## WHAT YOU HAVE TO DO
Rescale the entries below by reproducing every line, requests included, with each pixel coordinate in the answers multiplied by 1.05 and rounded to the nearest whole number, halves rounded up.

Pointing dataset excerpts

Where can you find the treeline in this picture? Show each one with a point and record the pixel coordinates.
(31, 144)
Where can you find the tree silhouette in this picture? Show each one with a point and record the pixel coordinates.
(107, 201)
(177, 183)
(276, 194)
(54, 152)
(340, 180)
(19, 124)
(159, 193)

## RESPONSE TO THE EXERCISE
Where can you find the treeline in this picture? Show each one with a point and record the pixel coordinates.
(33, 151)
Where can you find the tree silhouette in this picture? Show each one with a point and record the pixel coordinates.
(112, 211)
(186, 192)
(290, 204)
(57, 160)
(357, 189)
(20, 130)
(167, 203)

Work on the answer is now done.